# BRIEF
Transcription, pictures excluded: write out the data below exactly.

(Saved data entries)

Start of Block

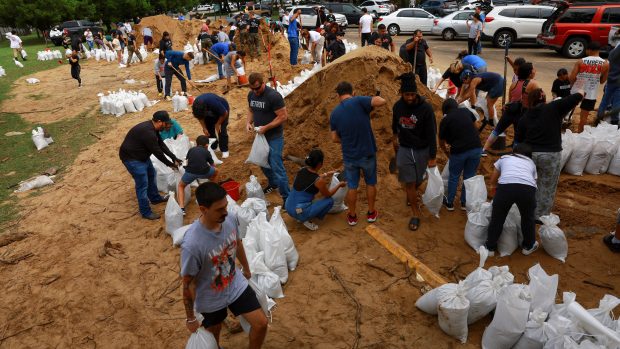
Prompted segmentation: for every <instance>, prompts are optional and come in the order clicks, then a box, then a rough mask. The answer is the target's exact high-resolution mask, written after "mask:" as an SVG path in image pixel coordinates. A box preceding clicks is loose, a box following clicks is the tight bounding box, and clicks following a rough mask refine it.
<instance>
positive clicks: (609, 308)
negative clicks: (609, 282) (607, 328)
mask: <svg viewBox="0 0 620 349" xmlns="http://www.w3.org/2000/svg"><path fill="white" fill-rule="evenodd" d="M618 305H620V299H619V298H618V297H616V296H612V295H610V294H606V295H605V296H603V298H602V299H601V300H600V301H599V303H598V308H594V309H588V313H590V315H592V316H594V318H595V319H597V320H598V321H599V322H600V323H602V324H603V325H604V326H606V327H607V328H610V329H613V330H616V321H615V319H614V318H613V313H612V311H613V310H614V308H616V307H617V306H618Z"/></svg>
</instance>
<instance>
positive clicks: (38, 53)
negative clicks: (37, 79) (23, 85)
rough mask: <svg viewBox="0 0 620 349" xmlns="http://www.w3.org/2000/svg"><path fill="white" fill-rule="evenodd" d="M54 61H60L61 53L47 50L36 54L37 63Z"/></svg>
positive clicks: (47, 49)
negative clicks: (51, 60)
mask: <svg viewBox="0 0 620 349" xmlns="http://www.w3.org/2000/svg"><path fill="white" fill-rule="evenodd" d="M54 59H62V53H61V52H60V51H58V50H54V51H51V50H49V49H47V50H45V51H39V52H37V60H38V61H51V60H54Z"/></svg>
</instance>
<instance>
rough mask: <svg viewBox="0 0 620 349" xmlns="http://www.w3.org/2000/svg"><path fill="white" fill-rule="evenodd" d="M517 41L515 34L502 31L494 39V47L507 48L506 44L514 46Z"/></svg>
mask: <svg viewBox="0 0 620 349" xmlns="http://www.w3.org/2000/svg"><path fill="white" fill-rule="evenodd" d="M514 41H515V34H514V33H513V32H511V31H509V30H500V31H499V32H497V33H496V34H495V36H494V37H493V45H495V47H501V48H505V47H506V44H509V45H510V44H512V43H513V42H514Z"/></svg>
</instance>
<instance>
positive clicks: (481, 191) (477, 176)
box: [463, 175, 487, 212]
mask: <svg viewBox="0 0 620 349" xmlns="http://www.w3.org/2000/svg"><path fill="white" fill-rule="evenodd" d="M463 185H464V186H465V199H466V200H465V202H466V203H465V207H466V208H467V212H469V211H471V210H472V209H473V208H474V207H477V206H476V205H477V204H482V203H483V202H486V201H487V186H486V184H484V176H483V175H477V176H473V177H471V178H468V179H466V180H464V181H463Z"/></svg>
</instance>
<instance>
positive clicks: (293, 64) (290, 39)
mask: <svg viewBox="0 0 620 349" xmlns="http://www.w3.org/2000/svg"><path fill="white" fill-rule="evenodd" d="M288 43H289V44H290V45H291V57H290V61H291V65H297V54H298V53H299V38H298V37H294V38H292V37H290V36H289V37H288Z"/></svg>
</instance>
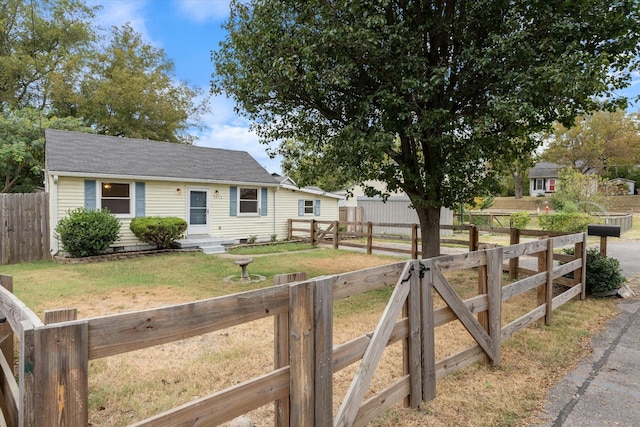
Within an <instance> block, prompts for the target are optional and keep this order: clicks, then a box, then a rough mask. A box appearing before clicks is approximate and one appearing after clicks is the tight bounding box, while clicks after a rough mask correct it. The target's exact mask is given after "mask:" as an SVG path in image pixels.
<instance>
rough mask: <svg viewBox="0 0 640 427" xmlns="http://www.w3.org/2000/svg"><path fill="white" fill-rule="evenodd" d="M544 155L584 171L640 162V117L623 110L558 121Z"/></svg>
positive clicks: (598, 170)
mask: <svg viewBox="0 0 640 427" xmlns="http://www.w3.org/2000/svg"><path fill="white" fill-rule="evenodd" d="M541 157H542V159H544V160H546V161H549V162H553V163H557V164H560V165H565V166H571V167H573V168H575V169H578V170H579V171H580V172H582V173H587V172H597V173H598V174H600V175H604V174H606V169H607V167H611V166H615V167H618V166H625V165H636V164H639V163H640V133H639V130H638V124H637V118H636V116H635V115H633V114H626V113H625V112H624V111H623V110H618V111H614V112H608V111H598V112H595V113H593V114H591V115H586V116H580V117H578V118H577V119H576V122H575V125H574V126H572V127H569V128H567V127H565V126H563V125H562V124H559V123H558V124H556V125H554V127H553V133H552V134H551V135H550V142H549V145H548V146H547V148H546V149H545V151H544V153H543V154H542V156H541Z"/></svg>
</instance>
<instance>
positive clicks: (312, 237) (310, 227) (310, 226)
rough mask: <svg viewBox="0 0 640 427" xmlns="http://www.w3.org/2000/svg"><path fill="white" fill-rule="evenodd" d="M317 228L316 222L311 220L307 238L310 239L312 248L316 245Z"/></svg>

End of Block

# RESPONSE AREA
Prompted segmentation: for every <instance>, prompts are optional and come in the order clicks, then a box, then a rough mask. The answer is the target's exact high-resolution mask, written after "mask:" as an SVG path in image pixel coordinates. A box preceding clicks is loose, a box following clicks is the tight bounding box, and clicks following a rough mask refine it.
<instance>
positive clicks: (609, 308)
negative clicks: (609, 282) (607, 328)
mask: <svg viewBox="0 0 620 349" xmlns="http://www.w3.org/2000/svg"><path fill="white" fill-rule="evenodd" d="M618 305H620V299H619V298H618V297H616V296H612V295H610V294H606V295H605V296H603V298H602V299H601V300H600V301H599V303H598V308H594V309H588V313H590V315H592V316H594V318H595V319H597V320H598V321H599V322H600V323H602V324H603V325H604V326H606V327H607V328H610V329H613V330H616V321H615V319H614V318H613V313H612V311H613V310H614V308H616V307H617V306H618Z"/></svg>
</instance>
<instance>
positive clicks: (38, 53)
negative clicks: (37, 79) (23, 85)
rough mask: <svg viewBox="0 0 620 349" xmlns="http://www.w3.org/2000/svg"><path fill="white" fill-rule="evenodd" d="M54 61H60L61 53L47 50L36 54L37 63Z"/></svg>
positive clicks: (47, 49)
negative clicks: (51, 60)
mask: <svg viewBox="0 0 620 349" xmlns="http://www.w3.org/2000/svg"><path fill="white" fill-rule="evenodd" d="M54 59H62V53H61V52H60V51H58V50H54V51H51V50H49V49H47V50H45V51H39V52H37V60H38V61H51V60H54Z"/></svg>
</instance>
<instance>
rough mask: <svg viewBox="0 0 620 349" xmlns="http://www.w3.org/2000/svg"><path fill="white" fill-rule="evenodd" d="M517 41L515 34L502 31L494 39V47L507 48L506 44L514 46Z"/></svg>
mask: <svg viewBox="0 0 620 349" xmlns="http://www.w3.org/2000/svg"><path fill="white" fill-rule="evenodd" d="M514 41H515V34H514V33H513V32H511V31H509V30H500V31H499V32H497V33H496V34H495V36H494V37H493V45H495V47H501V48H505V47H506V44H509V45H510V44H512V43H513V42H514Z"/></svg>
</instance>
<instance>
positive clicks: (481, 191) (477, 176)
box: [463, 175, 487, 212]
mask: <svg viewBox="0 0 620 349" xmlns="http://www.w3.org/2000/svg"><path fill="white" fill-rule="evenodd" d="M463 185H464V186H465V199H466V200H465V202H466V203H465V207H466V208H467V212H469V211H471V210H472V209H473V208H474V207H477V206H476V205H477V204H482V203H483V202H486V201H487V186H486V184H484V176H483V175H477V176H473V177H471V178H468V179H466V180H464V181H463Z"/></svg>
</instance>
<instance>
positive clicks: (293, 64) (290, 39)
mask: <svg viewBox="0 0 620 349" xmlns="http://www.w3.org/2000/svg"><path fill="white" fill-rule="evenodd" d="M288 43H289V44H290V45H291V57H290V61H291V65H297V54H298V53H299V38H298V37H294V38H292V37H290V36H289V37H288Z"/></svg>
</instance>
Within an <instance> block, prompts for the target are optional and keep this order: clicks, then a box, then a rough mask. A box appearing before clicks is approximate and one appearing after clicks is the tight bounding box, while clicks after a rough mask correct it. The target's exact mask is given after "mask:" as an SVG path in image pixels.
<instance>
rough mask: <svg viewBox="0 0 640 427" xmlns="http://www.w3.org/2000/svg"><path fill="white" fill-rule="evenodd" d="M544 155L584 171L640 162V117L623 110L558 121Z"/></svg>
positive clicks: (598, 170)
mask: <svg viewBox="0 0 640 427" xmlns="http://www.w3.org/2000/svg"><path fill="white" fill-rule="evenodd" d="M541 157H542V159H544V160H546V161H549V162H553V163H557V164H560V165H565V166H571V167H573V168H575V169H578V170H579V171H580V172H582V173H587V172H597V173H598V174H600V175H604V174H606V169H607V167H611V166H615V167H618V166H625V165H636V164H639V163H640V133H639V130H638V124H637V118H636V116H635V115H633V114H626V113H625V112H624V111H623V110H618V111H614V112H608V111H598V112H595V113H593V114H591V115H586V116H580V117H578V118H577V119H576V122H575V125H574V126H572V127H569V128H567V127H565V126H563V125H562V124H559V123H558V124H556V125H554V127H553V133H552V134H551V135H550V142H549V145H548V146H547V148H546V149H545V151H544V153H543V154H542V156H541Z"/></svg>
</instance>
<instance>
positive clicks: (312, 237) (310, 227) (310, 226)
rough mask: <svg viewBox="0 0 640 427" xmlns="http://www.w3.org/2000/svg"><path fill="white" fill-rule="evenodd" d="M317 228L316 222L311 220L307 238L310 239L312 248L316 245Z"/></svg>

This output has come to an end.